Region labeling items
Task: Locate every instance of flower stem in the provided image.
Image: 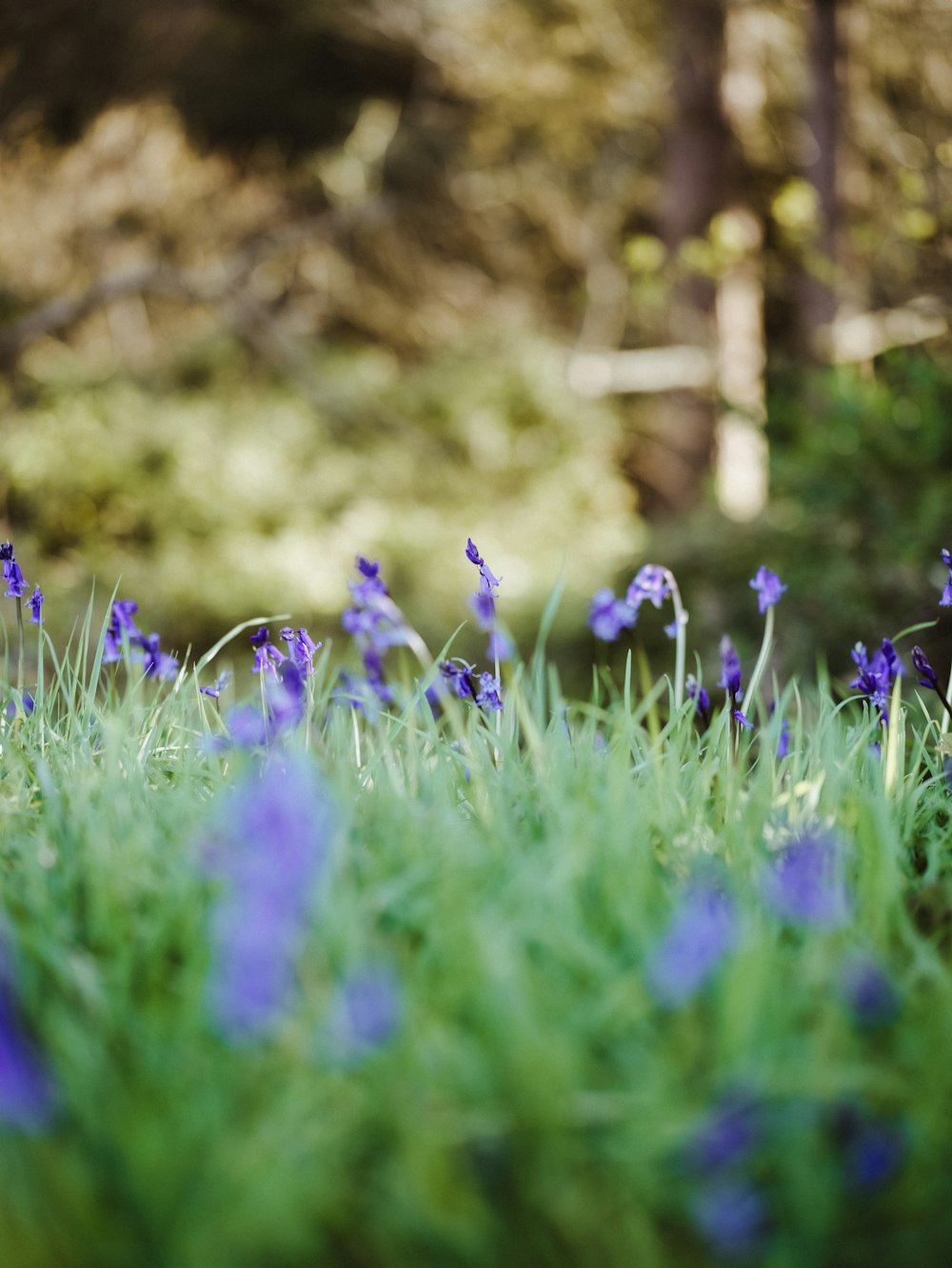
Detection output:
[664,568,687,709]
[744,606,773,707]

* * *

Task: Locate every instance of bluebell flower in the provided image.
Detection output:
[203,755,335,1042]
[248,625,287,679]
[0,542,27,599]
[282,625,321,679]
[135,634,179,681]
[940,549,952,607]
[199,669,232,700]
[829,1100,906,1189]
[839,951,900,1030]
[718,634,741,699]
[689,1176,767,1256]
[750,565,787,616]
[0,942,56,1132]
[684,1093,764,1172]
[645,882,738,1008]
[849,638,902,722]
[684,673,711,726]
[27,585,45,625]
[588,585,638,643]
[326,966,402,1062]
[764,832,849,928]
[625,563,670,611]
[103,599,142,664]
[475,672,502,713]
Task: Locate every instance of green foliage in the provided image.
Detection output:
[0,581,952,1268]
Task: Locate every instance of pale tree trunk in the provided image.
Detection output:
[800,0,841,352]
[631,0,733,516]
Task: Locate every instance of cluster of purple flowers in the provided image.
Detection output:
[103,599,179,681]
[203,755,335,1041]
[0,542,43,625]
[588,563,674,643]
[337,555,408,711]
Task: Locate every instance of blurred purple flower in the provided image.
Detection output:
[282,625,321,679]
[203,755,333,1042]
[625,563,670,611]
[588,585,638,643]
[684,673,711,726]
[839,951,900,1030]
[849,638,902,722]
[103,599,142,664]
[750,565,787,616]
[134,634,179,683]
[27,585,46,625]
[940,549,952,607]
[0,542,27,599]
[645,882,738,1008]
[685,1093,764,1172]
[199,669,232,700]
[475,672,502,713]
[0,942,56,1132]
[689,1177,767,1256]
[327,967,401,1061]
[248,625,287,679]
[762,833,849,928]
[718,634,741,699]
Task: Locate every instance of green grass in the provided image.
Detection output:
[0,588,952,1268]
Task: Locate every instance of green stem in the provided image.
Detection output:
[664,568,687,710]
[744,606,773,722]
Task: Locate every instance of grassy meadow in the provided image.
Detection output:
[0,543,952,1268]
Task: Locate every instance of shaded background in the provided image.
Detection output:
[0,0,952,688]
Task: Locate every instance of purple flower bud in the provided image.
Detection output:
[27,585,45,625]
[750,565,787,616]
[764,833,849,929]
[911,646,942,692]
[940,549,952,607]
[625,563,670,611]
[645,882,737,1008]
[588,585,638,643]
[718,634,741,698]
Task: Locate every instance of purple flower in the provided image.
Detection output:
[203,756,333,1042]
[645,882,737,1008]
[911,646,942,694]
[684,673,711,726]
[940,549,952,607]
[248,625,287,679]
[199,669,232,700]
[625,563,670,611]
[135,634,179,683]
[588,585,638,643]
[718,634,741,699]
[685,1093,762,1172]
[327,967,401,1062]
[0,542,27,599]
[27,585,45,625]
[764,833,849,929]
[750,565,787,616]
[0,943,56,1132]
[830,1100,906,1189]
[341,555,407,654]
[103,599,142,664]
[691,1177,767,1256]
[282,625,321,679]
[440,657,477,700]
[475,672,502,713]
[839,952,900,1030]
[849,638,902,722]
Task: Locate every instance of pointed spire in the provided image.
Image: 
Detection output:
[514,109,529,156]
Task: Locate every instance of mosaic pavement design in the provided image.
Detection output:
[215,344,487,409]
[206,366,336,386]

**WHAT YOU SHOULD DO**
Copy the lines of the items above, from the line containing "Task: Locate every instance of flower" up to and including the line containing "[744,606,773,707]", and leave the pictures out of your answer.

**FULL OUTPUT**
Task: Locate every instance of flower stem in the provided image.
Image: 
Detection output:
[664,568,687,709]
[744,606,773,707]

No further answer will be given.